──────── Extrait à lire ────────

Cette prise de conscience est particulièrement utile dans le cas des marchés d’Asie de l’Est dont la classe moyenne est en pleine effervescence. Comme le Comité l’a appris, les gens qui accèdent à la classe moyenne développent des goûts et des préférences qui ont de fortes chances de se cristalliser avec le temps. C’est donc une occasion pour le Canada de véhiculer une image qui aura des avantages à long terme.

Plusieurs commentateurs ont aussi déploré le manque de coopération entre le gouvernement fédéral et les provinces en ce qui a trait à l’image de marque du Canada. On a dit au Comité, par exemple, que les missions commerciales provinciales vantent souvent les industries provinciales sans les présenter dans le contexte de mesures nationales ou sans les relier à l’image canadienne. Selon les commentateurs, cette fragmentation affaiblit le message d’ensemble, puisqu’il suscite la confusion chez qui connaît peu le Canada. On a aussi fait remarquer que lorsque plusieurs provinces promeuvent le même secteur de cette façon, elles se font en réalité concurrence l’une à l’autre, au lieu de collaborer en vue de renforcer une image commune.

────────

= Consignes =
**a)** Recopiez fidèlement le passage de l'extrait sur l'image de marque du Canada qui s'ouvre sur les mots « Cette prise de » et se termine par « à long terme. ».
**b)** Les affirmations suivantes concordent-elles avec l'extrait sur l'image de marque du Canada ? Répondez à chacune par oui ou par non, en citant les mots décisifs du texte.
(i) Les missions commerciales provinciales présentent souvent les industries provinciales dans le contexte de mesures nationales.
(ii) Selon les commentateurs, la fragmentation affaiblit le message d'ensemble.
(iii) Les goûts et préférences des gens qui accèdent à la classe moyenne ont de fortes chances de se cristalliser avec le temps.
**c)** D'après l'extrait sur l'image de marque du Canada, que font en réalité plusieurs provinces qui promeuvent le même secteur sans le relier à l'image canadienne ?

──────── Extrait de données ────────

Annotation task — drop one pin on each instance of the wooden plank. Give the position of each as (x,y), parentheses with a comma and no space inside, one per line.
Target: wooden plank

────────

= Corrigé =
**a)**
Cette prise de conscience est particulièrement utile dans le cas des marchés d’Asie de l’Est dont la classe moyenne est en pleine effervescence. Comme le Comité l’a appris, les gens qui accèdent à la classe moyenne développent des goûts et des préférences qui ont de fortes chances de se cristalliser avec le temps. C’est donc une occasion pour le Canada de véhiculer une image qui aura des avantages à long terme.

**b)**
(i) Non : « sans les présenter dans le contexte de mesures nationales »
(ii) Oui : « cette fragmentation affaiblit le message d’ensemble »
(iii) Oui : « développent des goûts et des préférences qui ont de fortes chances de se cristalliser avec le temps »

**c)** Elles se font concurrence l’une à l’autre, au lieu de collaborer en vue de renforcer une image commune.